- Point annotation records -
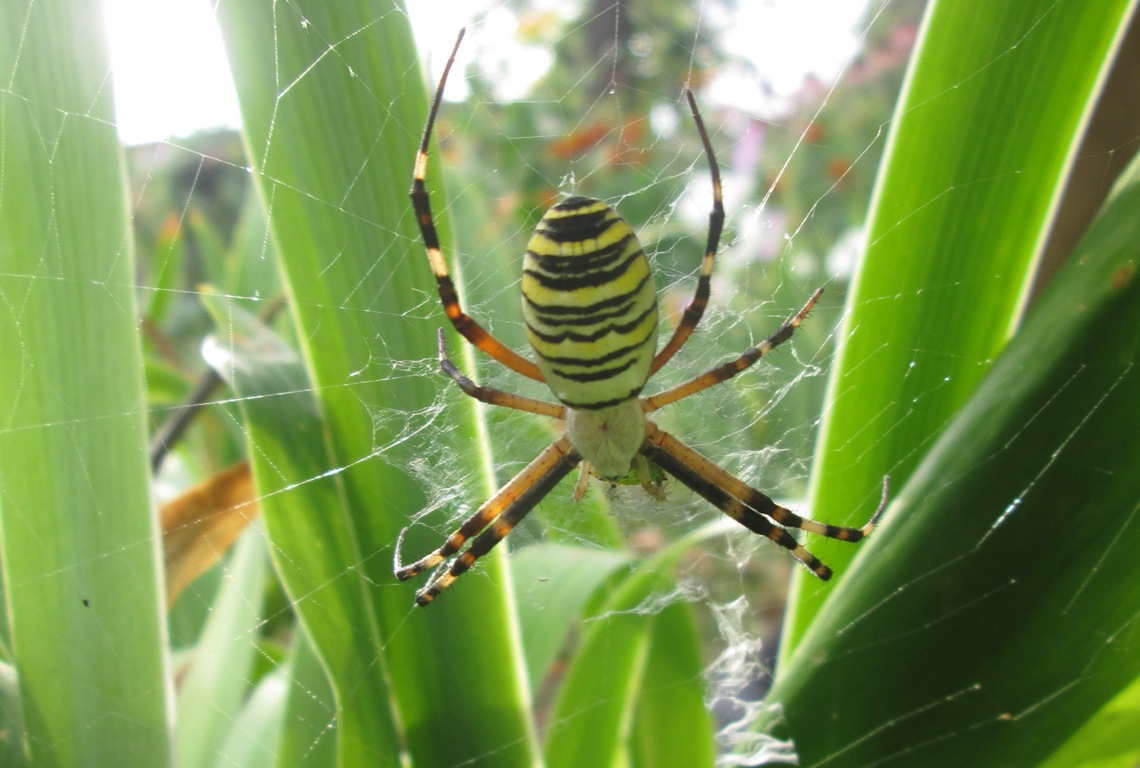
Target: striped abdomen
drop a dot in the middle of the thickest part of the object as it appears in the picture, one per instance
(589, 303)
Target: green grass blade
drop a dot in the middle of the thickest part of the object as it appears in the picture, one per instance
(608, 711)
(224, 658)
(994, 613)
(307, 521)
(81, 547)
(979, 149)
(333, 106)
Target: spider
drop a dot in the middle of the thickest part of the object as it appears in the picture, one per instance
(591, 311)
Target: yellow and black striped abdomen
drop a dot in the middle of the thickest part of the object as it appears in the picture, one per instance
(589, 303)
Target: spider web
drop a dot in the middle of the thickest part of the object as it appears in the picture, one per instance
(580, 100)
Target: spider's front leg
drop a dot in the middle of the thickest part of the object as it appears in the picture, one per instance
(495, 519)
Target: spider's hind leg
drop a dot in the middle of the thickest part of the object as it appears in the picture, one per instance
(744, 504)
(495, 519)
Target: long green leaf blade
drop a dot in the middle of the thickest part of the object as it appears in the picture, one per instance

- To do -
Set each line of the records down exactly, leaving every picture out.

- Task solution -
Target: striped abdomen
drop a dot in the middle of the thickest part of the object as it appears in the picture, one per instance
(589, 303)
Target: green grass blade
drop a dot in the middle of the thickest part of the object as it appears in the picture, one per instance
(608, 711)
(224, 658)
(994, 613)
(307, 521)
(81, 547)
(979, 149)
(333, 106)
Target: spider
drop a dot in the middle of the thickest part of the object as it appears in the picture, one per instance
(591, 311)
Target: yellow and black striped abdomen
drop a dot in the middle of the thickest part of the object as it appears in the picture, one per instance
(589, 303)
Target: spider web
drop a dot in the middle of the thickest part of the object as it appears in the picture, one per instance
(580, 100)
Target: spider's front leg
drop a dot in the middle of the thickest part of the object as it appears in the picture, one per instance
(495, 519)
Target: spider's hind leg
drop a dot in the middle of the thickest part of the object as it appears in the picture, one per instance
(744, 504)
(495, 519)
Target: long green leaf blade
drop a dot in the middle of the thickest part of the object as it appears in the picture, one per instance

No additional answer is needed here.